データ一覧>
┄┄┄┄┄┄┄┄┄┄┄┄┄┄┄┄┄┄┄┄

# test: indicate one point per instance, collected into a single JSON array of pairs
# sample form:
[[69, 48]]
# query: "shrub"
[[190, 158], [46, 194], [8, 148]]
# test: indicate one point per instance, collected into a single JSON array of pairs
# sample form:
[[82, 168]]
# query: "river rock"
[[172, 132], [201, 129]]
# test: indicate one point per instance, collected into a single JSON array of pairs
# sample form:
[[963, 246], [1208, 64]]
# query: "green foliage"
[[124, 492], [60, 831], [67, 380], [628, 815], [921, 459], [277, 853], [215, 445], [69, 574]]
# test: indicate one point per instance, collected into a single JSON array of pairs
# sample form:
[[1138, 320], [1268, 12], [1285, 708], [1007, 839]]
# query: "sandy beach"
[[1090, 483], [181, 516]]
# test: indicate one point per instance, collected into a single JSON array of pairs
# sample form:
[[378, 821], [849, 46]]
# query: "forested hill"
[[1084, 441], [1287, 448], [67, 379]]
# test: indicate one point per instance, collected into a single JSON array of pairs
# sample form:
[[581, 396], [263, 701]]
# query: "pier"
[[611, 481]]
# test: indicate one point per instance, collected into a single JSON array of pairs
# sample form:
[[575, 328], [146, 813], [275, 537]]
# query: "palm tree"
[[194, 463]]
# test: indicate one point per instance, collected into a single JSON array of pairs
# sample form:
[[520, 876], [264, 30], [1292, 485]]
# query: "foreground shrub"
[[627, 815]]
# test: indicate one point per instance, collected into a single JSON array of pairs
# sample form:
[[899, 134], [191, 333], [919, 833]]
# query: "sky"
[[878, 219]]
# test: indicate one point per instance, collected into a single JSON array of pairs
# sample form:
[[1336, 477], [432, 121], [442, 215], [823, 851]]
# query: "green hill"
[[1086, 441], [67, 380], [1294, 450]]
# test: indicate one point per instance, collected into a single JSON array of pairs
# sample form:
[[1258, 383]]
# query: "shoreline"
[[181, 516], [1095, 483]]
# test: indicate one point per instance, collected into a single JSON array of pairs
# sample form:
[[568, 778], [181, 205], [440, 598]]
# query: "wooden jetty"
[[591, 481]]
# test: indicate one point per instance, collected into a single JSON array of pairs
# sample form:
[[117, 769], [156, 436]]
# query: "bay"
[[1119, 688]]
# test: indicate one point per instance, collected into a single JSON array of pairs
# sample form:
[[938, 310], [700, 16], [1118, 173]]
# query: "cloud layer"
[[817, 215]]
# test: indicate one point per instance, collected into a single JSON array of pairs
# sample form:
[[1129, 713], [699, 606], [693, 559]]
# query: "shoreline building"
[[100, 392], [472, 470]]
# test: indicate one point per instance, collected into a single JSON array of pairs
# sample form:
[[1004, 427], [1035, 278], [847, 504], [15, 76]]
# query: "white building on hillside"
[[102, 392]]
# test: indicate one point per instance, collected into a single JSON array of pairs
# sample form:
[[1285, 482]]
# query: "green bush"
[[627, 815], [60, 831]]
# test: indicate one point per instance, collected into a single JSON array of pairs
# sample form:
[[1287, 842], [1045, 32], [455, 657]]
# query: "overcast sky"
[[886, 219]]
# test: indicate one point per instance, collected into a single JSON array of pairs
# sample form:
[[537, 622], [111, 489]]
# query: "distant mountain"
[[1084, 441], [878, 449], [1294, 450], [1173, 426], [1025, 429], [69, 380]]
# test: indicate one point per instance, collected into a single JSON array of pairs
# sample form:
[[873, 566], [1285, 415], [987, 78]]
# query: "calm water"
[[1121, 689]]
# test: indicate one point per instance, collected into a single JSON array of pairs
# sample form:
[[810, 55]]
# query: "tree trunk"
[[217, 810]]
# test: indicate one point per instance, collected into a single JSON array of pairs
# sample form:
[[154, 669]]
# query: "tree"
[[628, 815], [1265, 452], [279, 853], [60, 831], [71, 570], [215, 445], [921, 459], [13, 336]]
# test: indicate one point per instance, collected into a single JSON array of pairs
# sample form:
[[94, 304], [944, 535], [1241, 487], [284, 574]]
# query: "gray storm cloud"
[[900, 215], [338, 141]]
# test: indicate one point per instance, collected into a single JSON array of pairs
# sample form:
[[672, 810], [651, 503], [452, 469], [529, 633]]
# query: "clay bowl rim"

┄┄┄┄┄┄┄┄┄┄┄┄┄┄┄┄┄┄┄┄

課題>
上のデータ全体で「sample form」をすべて「reference form」に置き換え、それ以外は一字も変えずに書き出すこと。

回答>
# test: indicate one point per instance, collected into a single JSON array of pairs
# reference form:
[[69, 48]]
# query: "shrub"
[[190, 158], [46, 194], [8, 148]]
# test: indicate one point per instance, collected into a single JSON array of pairs
# reference form:
[[82, 168]]
# query: "river rock"
[[172, 132], [201, 129]]
# test: indicate one point per instance, collected into a single JSON array of pairs
# reference form:
[[963, 246], [1208, 64]]
# query: "green foliage"
[[124, 492], [60, 831], [67, 380], [628, 815], [921, 459], [277, 853], [215, 445], [69, 574]]
# test: indicate one point per instance, collected into a single JSON array of pairs
# reference form:
[[1138, 320], [1268, 12], [1285, 708], [1007, 839]]
# query: "sandy beach"
[[1090, 483], [181, 516]]
# test: indicate one point per instance, collected into a single JSON array of pairs
# reference form:
[[378, 821], [849, 46]]
# query: "forested hill"
[[1084, 441], [1287, 448], [67, 379]]
# test: indicate one point per instance, collected into a single JSON array of pairs
# reference form:
[[581, 396], [263, 701]]
# query: "pier"
[[611, 481]]
# test: indicate one point per instance, collected into a single JSON array of pairs
# reference form:
[[575, 328], [146, 813], [275, 537]]
# query: "palm tree"
[[194, 463]]
# test: indicate one point per instance, collected into a single JSON array of pairs
# reference form:
[[520, 876], [264, 30], [1292, 485]]
# query: "foreground shrub"
[[627, 815]]
# test: indicate one point per instance, collected into a single JSON array of pairs
# reference form:
[[899, 134], [191, 333], [919, 833]]
# query: "sky"
[[878, 219]]
# test: indicate one point per instance, collected into a single JSON array of pairs
# reference form:
[[1336, 477], [432, 121], [442, 215], [823, 851]]
# query: "green hill"
[[1086, 441], [67, 380], [1294, 450]]
# test: indicate one point per instance, collected into a single JSON array of pairs
# reference form:
[[1258, 383]]
# query: "shoreline"
[[181, 516], [1095, 483]]
# test: indicate one point per instance, collected into a single JSON array of pairs
# reference form:
[[568, 778], [181, 205], [440, 598]]
# query: "wooden jetty"
[[591, 481]]
# test: indicate one point per instance, collected into a single JSON array of pairs
# reference form:
[[117, 769], [156, 436]]
# query: "bay"
[[1119, 688]]
# test: indicate one point per instance, collected into a single JSON array of pairs
# reference form:
[[938, 310], [700, 16], [1118, 173]]
# query: "cloud layer"
[[817, 215]]
# test: indicate one point per instance, collected into a single JSON array of pairs
# reference form:
[[1129, 713], [699, 606], [693, 559]]
# query: "shoreline building"
[[100, 392], [472, 470]]
# test: indicate one point per instance, collected into a single JSON array of pairs
# reference form:
[[1004, 427], [1035, 278], [847, 504], [15, 76]]
# query: "white building on hillside"
[[102, 392]]
# test: indicate one point per instance, collected into a single JSON array of pairs
# reference form:
[[1285, 482]]
# query: "green bush"
[[627, 815], [60, 831]]
# test: indicate one point per instance, collected into a single JSON array of pairs
# reference form:
[[1287, 842], [1045, 32], [455, 657]]
# query: "overcast sky"
[[886, 219]]
# test: indicate one point per instance, collected into a single JSON array of pairs
# reference form:
[[537, 622], [111, 489]]
# query: "distant mountain"
[[1084, 441], [878, 449], [1294, 450], [1173, 426], [1025, 429], [69, 380]]
# test: indicate one point per instance, collected into a single JSON array of pairs
# reference form:
[[873, 566], [1285, 415], [987, 78]]
# query: "calm water"
[[1121, 689]]
# test: indicate one point per instance, collected into a single JSON array of pairs
# reference form:
[[810, 55]]
# query: "tree trunk"
[[217, 810]]
# test: indicate one point per instance, collected into a single JSON array of pairs
# reference form:
[[154, 669]]
# query: "tree"
[[628, 815], [1265, 452], [279, 853], [60, 831], [71, 570], [215, 445], [921, 459], [13, 336]]
# test: indicate one point per instance, collected into a single JSON array of pairs
# reference form:
[[94, 304], [944, 535], [1241, 487], [284, 574]]
# query: "gray storm cloud"
[[900, 215], [338, 141]]
# test: indicate one point per instance, collected into a single JSON array of pairs
# reference form:
[[672, 810], [651, 503], [452, 469], [529, 633]]
# query: "clay bowl rim"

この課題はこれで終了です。